課題の内容:
• a. リストから、文字列「ceramic」を含む行をすべて抜き出してください。大文字と小文字は区別されます。
• b. Superflyの幕張メッセ公演を伝える記事の続きを、最後の文の後から書き進めてください。

本文抜粋:
· · · · · · ·

Superfly@幕張メッセ イベントホール

Superfly@幕張メッセ イベントホール - all pics by 渡邉 一生all pics by 渡邉 一生
今年1月末にスタートして、全国11公演のスケジュールで繰り広げられたSuperflyキャリア最大規模の「Arena Tour 2016 “Into The Circle!”」。昨日の名古屋日本ガイシホールの2デイズをもって、全公演ソールドアウトという大成功のうちに幕を下ろしたわけだが、本項ではツアー初日となった1月30日・幕張メッセ イベントホールの模様を振り返ってみたい。

ファンキーなアフロジャズのオープニングSEに乗って、大きな羽根飾りの付いた帽子を被るSuperfly=越智志帆が、満面の笑顔を浮かべつつ先頭を切ってステージに姿を見せる。バンドメンバーをひとりずつ迎え入れてハイタッチを交わし、総勢7人のバンドで“Rollin’ Days”を繰り出すオープニングだ。大ぶりでブルージーなギターリフがSuperflyらしいライヴ体験に巻き込む“How Do I Survive?”へと繋いで、越智は「アルバムツアーとかじゃないので、皆さんもドキドキしていたんじゃないでしょうか。今回は、昔の曲から最新の曲まで、いろいろ盛りだくさんです。巨大な音楽のサークルを作っていけたらなあ、と思います!」と、アリーナツアーの趣旨を伝えるのだった。

Superfly@幕張メッセ イベントホール
その言葉どおり、サイケデリックな照明演出とエキサイティングなインプロを絡めてヒートアップする“誕生”など、歴代のアルバム曲も放たれる。“愛をこめて花束を”では楽々と歌メロをオーディエンスに委ね、まだライヴ序盤であるにもかかわらずほとんど最高潮と言える高揚感を生み出してしまっていた。ツアー「“Into The Circle!”」は、バンドメンバーがどんどん増えてくる、という趣向が凝らされており、メインとなるレッドステージから、アリーナ内に設置されたサブのグリーンステージへと移動する。

· · · · · · ·

データセット:
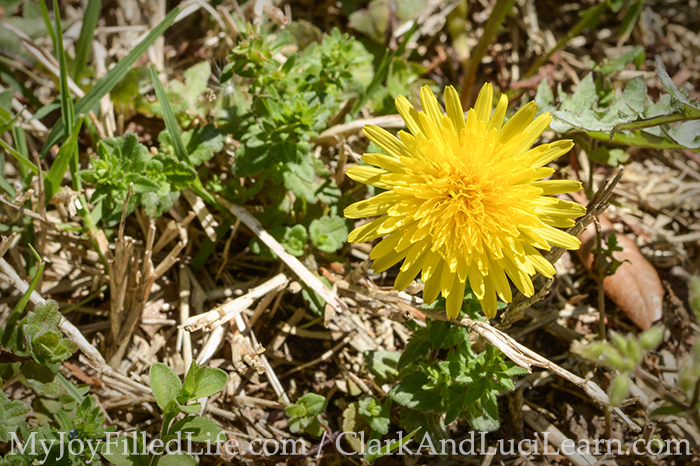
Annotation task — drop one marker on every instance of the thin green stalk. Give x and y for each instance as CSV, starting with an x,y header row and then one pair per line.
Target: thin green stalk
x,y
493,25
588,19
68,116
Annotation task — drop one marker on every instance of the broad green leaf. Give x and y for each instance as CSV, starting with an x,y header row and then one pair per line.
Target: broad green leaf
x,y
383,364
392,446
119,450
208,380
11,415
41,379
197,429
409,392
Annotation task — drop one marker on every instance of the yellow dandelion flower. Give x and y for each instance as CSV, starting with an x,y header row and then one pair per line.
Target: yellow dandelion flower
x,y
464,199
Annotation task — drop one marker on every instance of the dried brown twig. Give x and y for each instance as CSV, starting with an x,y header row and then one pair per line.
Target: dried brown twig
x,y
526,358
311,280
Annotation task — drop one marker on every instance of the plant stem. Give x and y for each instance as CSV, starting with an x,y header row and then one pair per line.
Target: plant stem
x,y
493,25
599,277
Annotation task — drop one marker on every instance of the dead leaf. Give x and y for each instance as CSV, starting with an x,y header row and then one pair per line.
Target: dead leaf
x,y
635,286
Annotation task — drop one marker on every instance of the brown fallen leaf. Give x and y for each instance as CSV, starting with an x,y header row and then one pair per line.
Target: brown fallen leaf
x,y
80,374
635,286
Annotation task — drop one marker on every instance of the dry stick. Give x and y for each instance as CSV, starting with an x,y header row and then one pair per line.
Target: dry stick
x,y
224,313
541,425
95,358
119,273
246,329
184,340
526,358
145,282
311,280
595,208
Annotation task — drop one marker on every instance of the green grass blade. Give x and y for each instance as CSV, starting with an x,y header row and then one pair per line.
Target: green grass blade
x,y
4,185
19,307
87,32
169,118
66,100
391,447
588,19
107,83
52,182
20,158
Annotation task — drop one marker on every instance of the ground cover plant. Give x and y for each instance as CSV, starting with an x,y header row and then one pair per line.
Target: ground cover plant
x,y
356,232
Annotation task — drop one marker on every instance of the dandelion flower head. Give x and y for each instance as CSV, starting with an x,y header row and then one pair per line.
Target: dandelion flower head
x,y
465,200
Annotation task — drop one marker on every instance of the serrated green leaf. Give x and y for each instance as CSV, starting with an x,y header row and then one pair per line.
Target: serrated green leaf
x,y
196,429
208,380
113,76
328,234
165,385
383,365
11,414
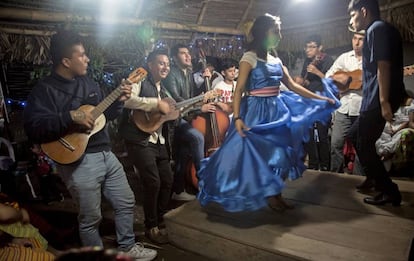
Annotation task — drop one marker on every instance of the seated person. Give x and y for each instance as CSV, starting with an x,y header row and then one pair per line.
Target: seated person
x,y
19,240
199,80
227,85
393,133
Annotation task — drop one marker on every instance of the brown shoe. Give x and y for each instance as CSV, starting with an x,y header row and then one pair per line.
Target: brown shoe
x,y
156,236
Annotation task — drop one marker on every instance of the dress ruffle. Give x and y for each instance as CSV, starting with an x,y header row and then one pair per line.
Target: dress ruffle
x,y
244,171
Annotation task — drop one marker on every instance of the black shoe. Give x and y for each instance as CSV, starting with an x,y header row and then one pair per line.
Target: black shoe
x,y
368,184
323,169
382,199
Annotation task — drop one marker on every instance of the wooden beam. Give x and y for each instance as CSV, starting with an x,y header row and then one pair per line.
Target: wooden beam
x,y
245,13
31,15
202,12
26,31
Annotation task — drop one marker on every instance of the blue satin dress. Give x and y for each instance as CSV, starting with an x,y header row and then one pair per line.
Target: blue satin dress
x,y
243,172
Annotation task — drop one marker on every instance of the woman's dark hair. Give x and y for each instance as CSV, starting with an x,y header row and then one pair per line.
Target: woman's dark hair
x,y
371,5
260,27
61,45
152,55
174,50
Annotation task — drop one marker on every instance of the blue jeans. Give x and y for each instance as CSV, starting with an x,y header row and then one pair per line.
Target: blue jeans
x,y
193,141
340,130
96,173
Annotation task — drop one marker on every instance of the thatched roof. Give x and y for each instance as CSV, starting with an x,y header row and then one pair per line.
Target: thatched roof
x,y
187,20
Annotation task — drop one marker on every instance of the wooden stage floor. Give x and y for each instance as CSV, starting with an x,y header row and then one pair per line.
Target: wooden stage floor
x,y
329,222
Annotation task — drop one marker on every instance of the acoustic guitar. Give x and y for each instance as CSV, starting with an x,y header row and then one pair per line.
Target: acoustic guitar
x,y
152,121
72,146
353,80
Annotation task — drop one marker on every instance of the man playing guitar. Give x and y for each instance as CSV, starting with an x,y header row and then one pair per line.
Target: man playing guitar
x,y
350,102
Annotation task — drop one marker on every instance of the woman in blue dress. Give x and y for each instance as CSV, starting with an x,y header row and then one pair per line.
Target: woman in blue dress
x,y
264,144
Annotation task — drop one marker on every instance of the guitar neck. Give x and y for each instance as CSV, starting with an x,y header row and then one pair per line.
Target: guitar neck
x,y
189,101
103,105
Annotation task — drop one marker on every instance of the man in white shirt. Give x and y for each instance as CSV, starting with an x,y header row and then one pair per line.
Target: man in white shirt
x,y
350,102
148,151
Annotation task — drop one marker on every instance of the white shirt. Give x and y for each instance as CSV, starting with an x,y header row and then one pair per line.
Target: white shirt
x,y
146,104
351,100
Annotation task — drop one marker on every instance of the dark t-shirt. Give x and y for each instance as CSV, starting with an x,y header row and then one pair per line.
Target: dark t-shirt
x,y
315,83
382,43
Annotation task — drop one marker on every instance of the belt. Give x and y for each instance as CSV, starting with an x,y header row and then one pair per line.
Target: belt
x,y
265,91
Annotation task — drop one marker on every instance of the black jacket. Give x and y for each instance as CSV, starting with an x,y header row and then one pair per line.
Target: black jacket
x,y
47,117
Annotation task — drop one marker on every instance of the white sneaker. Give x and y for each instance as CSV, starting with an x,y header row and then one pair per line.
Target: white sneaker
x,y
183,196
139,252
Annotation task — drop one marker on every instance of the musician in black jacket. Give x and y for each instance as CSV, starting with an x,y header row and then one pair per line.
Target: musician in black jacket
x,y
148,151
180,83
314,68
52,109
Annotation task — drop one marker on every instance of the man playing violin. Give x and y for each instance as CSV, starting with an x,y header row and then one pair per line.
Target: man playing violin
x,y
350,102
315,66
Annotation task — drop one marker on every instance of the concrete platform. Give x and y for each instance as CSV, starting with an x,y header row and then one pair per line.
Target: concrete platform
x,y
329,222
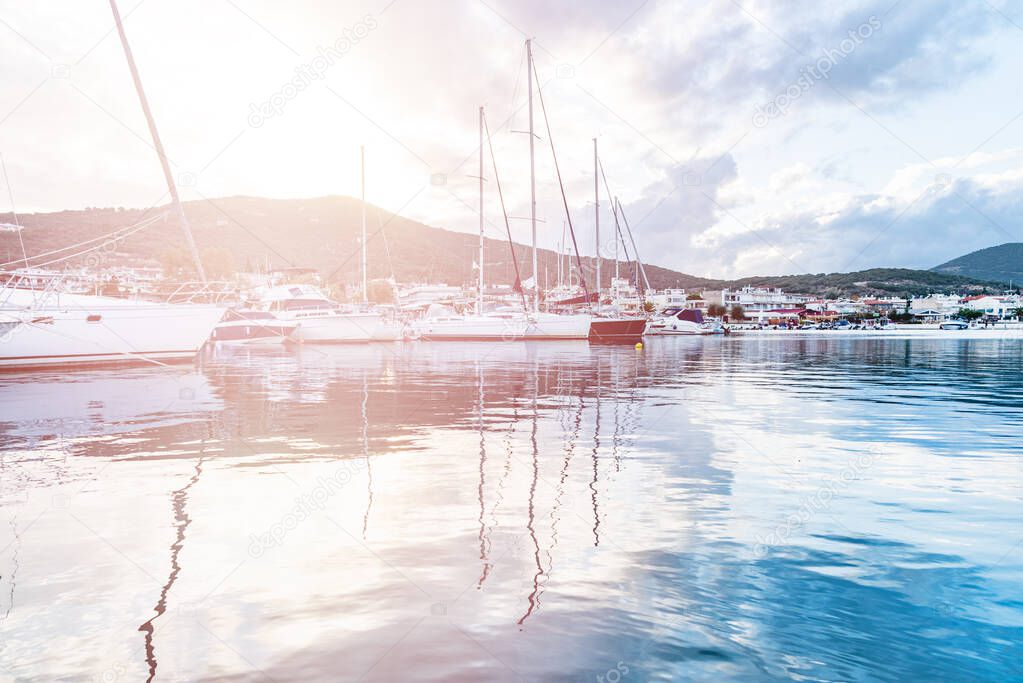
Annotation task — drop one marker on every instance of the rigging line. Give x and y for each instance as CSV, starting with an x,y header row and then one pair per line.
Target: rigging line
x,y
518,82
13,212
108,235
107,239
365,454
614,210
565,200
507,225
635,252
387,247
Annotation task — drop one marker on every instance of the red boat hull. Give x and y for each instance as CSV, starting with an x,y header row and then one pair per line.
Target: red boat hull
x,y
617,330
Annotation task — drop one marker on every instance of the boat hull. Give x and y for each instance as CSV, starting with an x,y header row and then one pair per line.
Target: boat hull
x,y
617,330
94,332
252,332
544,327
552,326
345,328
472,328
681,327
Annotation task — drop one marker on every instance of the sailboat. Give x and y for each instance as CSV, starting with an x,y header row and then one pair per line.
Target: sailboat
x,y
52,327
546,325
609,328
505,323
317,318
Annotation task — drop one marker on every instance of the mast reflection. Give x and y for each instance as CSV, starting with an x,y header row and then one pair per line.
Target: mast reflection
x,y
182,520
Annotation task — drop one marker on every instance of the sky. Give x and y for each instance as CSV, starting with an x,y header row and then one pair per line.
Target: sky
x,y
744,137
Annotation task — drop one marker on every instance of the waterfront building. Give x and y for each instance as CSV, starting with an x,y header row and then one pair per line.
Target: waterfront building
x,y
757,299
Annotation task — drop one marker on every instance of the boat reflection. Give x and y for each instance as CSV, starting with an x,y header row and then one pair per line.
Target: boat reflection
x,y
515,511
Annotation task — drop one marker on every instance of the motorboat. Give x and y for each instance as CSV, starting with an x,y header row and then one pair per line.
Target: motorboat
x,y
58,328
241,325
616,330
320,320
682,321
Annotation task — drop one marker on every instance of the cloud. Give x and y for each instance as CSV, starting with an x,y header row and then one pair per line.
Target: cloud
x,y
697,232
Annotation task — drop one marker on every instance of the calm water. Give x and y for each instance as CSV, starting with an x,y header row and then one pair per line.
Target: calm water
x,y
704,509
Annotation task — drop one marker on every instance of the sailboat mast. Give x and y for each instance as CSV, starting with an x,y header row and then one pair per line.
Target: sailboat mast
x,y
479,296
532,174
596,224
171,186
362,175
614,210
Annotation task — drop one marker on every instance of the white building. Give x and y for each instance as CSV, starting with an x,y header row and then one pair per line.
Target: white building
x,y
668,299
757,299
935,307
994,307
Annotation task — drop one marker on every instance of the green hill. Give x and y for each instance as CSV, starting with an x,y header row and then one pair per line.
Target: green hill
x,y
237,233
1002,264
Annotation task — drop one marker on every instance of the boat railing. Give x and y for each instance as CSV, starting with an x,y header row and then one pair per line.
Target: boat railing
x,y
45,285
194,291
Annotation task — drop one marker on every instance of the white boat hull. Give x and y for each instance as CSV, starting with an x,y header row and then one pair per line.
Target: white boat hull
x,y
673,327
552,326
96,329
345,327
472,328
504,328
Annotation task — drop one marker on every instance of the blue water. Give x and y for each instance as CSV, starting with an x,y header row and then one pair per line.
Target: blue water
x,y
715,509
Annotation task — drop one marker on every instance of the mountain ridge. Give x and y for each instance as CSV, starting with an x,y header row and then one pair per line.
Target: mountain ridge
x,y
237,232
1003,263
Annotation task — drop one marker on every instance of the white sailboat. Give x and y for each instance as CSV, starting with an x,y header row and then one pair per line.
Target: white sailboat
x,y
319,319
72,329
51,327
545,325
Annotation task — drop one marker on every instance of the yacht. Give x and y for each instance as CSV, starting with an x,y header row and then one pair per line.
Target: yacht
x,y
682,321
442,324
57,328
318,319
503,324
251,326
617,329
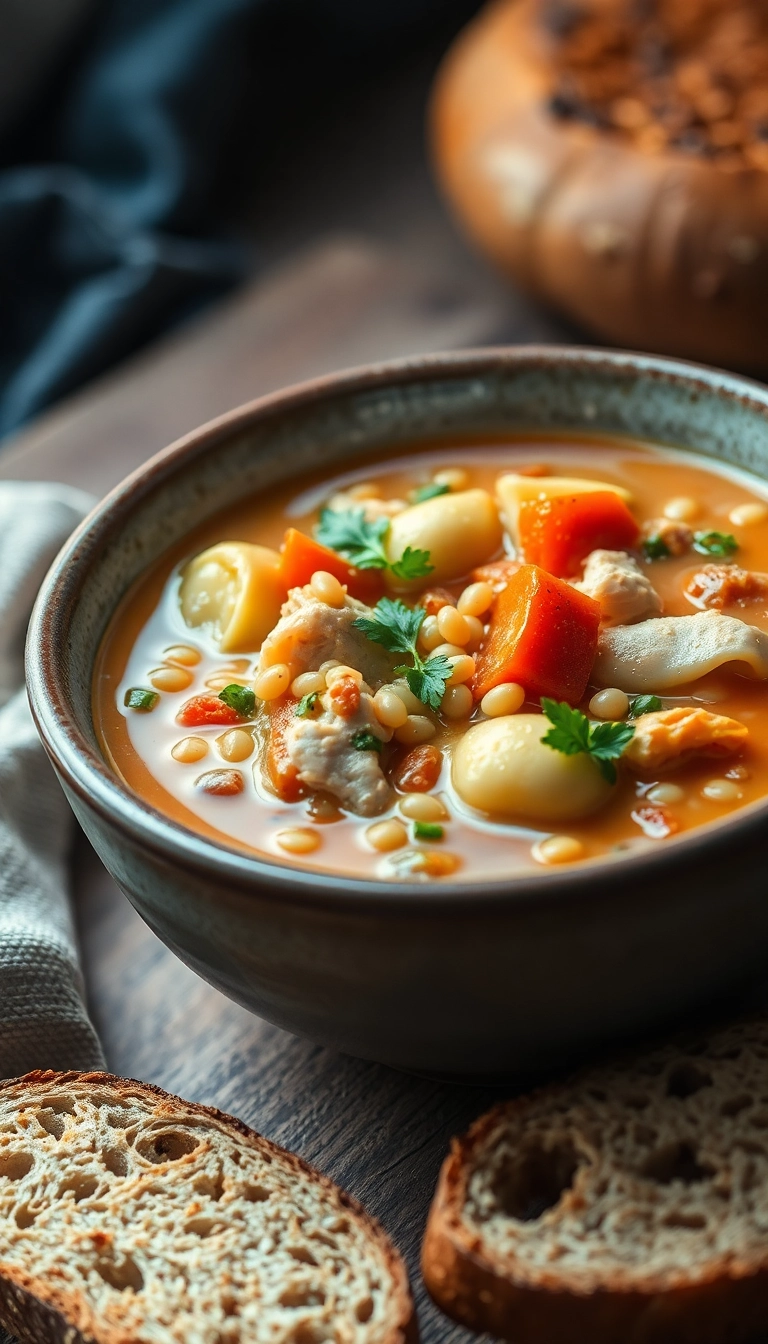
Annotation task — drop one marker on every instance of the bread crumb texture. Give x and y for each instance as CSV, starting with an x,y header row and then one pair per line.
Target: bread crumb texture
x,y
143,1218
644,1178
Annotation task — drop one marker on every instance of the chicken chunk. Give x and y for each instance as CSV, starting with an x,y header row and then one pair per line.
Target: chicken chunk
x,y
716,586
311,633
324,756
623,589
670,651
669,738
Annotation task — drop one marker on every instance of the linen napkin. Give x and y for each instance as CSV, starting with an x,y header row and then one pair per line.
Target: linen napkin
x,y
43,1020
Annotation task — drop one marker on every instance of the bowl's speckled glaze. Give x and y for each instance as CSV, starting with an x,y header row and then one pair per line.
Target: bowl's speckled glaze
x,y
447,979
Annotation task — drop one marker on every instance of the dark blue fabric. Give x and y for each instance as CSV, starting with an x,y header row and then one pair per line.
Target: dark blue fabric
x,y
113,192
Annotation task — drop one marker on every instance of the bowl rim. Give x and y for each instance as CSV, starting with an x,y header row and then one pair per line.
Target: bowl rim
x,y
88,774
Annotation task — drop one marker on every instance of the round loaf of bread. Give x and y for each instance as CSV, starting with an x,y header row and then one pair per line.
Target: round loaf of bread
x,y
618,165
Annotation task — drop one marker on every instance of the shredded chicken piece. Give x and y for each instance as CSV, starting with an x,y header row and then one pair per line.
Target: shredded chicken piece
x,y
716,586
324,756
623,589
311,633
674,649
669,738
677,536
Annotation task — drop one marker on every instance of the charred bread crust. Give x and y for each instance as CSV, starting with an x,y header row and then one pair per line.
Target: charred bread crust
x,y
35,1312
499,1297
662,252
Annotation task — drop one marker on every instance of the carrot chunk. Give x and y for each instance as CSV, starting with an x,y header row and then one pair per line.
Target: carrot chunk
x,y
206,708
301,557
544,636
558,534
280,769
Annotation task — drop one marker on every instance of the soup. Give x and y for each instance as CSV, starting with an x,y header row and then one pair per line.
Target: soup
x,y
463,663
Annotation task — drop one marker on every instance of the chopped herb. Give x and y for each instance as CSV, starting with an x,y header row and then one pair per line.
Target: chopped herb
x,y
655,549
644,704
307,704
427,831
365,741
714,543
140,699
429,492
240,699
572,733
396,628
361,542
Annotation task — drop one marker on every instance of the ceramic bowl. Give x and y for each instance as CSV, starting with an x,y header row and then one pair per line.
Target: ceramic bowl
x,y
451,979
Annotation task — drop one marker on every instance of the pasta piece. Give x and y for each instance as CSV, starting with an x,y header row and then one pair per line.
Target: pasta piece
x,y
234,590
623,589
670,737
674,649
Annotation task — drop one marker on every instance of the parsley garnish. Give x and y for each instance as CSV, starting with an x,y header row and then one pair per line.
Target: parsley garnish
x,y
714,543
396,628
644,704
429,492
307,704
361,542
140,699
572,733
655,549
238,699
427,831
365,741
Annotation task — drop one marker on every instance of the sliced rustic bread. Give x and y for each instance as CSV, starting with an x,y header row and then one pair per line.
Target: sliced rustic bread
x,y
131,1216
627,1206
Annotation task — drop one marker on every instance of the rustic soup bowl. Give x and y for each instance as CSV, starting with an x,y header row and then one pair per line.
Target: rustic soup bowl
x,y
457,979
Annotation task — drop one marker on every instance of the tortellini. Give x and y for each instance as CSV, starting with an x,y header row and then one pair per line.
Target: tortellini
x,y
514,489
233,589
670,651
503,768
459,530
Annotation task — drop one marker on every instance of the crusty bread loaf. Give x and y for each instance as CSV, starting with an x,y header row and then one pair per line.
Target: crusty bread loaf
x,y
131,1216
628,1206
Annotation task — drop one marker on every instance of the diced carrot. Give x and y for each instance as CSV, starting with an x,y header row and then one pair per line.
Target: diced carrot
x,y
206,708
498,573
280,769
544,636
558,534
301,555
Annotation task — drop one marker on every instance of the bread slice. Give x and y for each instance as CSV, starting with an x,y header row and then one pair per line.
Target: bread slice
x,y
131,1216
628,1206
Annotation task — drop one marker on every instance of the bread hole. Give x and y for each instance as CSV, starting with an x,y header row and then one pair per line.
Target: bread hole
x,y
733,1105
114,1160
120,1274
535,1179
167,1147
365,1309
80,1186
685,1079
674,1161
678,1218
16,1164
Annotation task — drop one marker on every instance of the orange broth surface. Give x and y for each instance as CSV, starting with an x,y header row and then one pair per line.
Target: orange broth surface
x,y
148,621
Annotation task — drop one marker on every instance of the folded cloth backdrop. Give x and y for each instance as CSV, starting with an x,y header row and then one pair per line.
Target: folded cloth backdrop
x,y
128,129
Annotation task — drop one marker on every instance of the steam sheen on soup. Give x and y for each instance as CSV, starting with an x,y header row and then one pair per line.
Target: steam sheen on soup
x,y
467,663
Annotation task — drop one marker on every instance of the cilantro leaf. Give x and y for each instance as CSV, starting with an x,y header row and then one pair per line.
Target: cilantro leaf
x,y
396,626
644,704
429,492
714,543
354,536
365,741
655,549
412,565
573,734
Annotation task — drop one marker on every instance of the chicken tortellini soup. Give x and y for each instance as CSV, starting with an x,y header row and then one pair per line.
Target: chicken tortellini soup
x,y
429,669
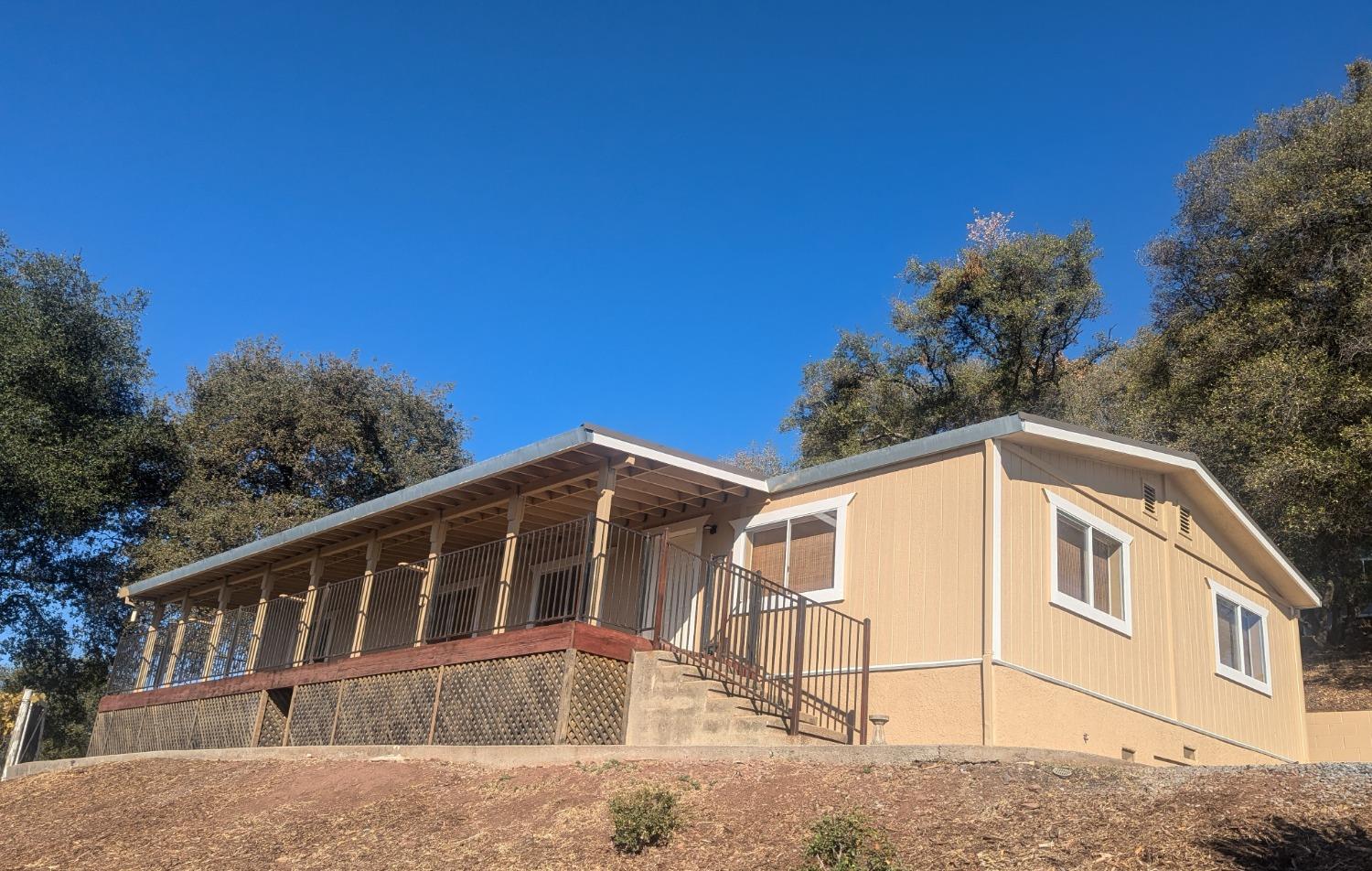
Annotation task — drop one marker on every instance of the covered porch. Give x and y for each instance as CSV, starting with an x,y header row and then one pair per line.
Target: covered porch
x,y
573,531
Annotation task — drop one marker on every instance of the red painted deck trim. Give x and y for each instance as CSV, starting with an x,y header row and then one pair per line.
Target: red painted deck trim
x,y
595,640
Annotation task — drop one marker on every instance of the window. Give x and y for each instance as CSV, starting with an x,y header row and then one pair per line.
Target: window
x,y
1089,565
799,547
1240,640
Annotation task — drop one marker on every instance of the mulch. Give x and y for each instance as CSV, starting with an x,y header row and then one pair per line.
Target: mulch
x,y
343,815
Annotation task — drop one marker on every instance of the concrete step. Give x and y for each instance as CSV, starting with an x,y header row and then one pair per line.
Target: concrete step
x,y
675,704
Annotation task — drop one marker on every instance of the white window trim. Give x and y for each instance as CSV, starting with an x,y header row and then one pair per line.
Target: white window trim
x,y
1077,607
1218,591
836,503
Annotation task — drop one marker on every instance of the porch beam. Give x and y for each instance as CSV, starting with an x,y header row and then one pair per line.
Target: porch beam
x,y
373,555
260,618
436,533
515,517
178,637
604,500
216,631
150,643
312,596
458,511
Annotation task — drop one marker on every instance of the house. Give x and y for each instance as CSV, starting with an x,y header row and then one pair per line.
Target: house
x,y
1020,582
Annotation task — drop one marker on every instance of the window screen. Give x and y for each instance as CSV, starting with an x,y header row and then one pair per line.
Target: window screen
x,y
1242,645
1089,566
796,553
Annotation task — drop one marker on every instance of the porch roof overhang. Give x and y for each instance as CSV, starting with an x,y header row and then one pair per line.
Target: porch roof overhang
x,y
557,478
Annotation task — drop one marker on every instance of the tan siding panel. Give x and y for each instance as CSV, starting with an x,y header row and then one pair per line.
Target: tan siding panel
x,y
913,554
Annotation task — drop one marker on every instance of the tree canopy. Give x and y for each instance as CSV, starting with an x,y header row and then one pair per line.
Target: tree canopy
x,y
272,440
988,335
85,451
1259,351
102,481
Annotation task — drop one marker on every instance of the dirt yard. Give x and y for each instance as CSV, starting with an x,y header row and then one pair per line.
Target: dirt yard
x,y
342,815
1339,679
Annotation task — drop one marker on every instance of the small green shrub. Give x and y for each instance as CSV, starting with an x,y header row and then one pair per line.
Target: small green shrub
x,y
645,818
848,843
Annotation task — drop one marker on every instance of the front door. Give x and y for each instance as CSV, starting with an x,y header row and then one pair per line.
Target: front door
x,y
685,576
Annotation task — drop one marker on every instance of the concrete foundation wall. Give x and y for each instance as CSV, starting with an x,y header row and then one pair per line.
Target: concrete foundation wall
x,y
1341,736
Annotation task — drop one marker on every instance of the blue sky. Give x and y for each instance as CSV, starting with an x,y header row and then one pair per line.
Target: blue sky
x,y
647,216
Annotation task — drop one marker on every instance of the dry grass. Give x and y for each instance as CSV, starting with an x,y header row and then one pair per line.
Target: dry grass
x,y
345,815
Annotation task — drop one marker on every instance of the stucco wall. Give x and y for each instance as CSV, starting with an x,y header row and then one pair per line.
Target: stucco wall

· · · · · · ·

各課題の解答:
• a.
Annotation task — drop one marker on every instance of the ceramic bowl. Give x and y for each instance as CSV, starting with an x,y header row and then one pair per line.
Target: ceramic bowl

• b.
そのグリーンステージでは、サックス、トランペット、トロンボーンの「間一髪ホーンズ」が加わり、ギターとキーボード、パーカッションというハーフアコースティック編成によるトロピカルアレンジの“愛と感謝”を披露。素晴らしかったのは続く“マニフェスト”で、スウィンギン&ブルージーな、BPMゆったりめのじっくりと響かせるプレイになっている。リアレンジのおもしろさと、楽曲本来の真の強さが、どちらも光る名演になった。

Superfly@幕張メッセ イベントホール
さらに、紙吹雪舞うアリーナ内の通路を抜けて向かうのはブルーステージ。こちらでは、「声一発クワイア」と呼ばれた男女コーラス隊と共に、「小さい頃に思い描いた夢とかを、思い出しながら聴いてもらえたら」と、“プリマドンナ”の甘く優しい絶品ドゥーワップ・アレンジが届けられる。続いてゴスペルコーラス風の“輝く月のように”や、「あたし拍手がすごい好きで。すごいパワーがあって、疲れが吹っ飛びます。あたしからみんなに贈りたい」と、ヒューマンビートボックス入りの“スタンディングオベーション”でコール&レスポンスを巻き起こすのだった。豊かなコーラスの中から越智志帆の強烈なヴォーカルが抜け出てくる、という一幕だ。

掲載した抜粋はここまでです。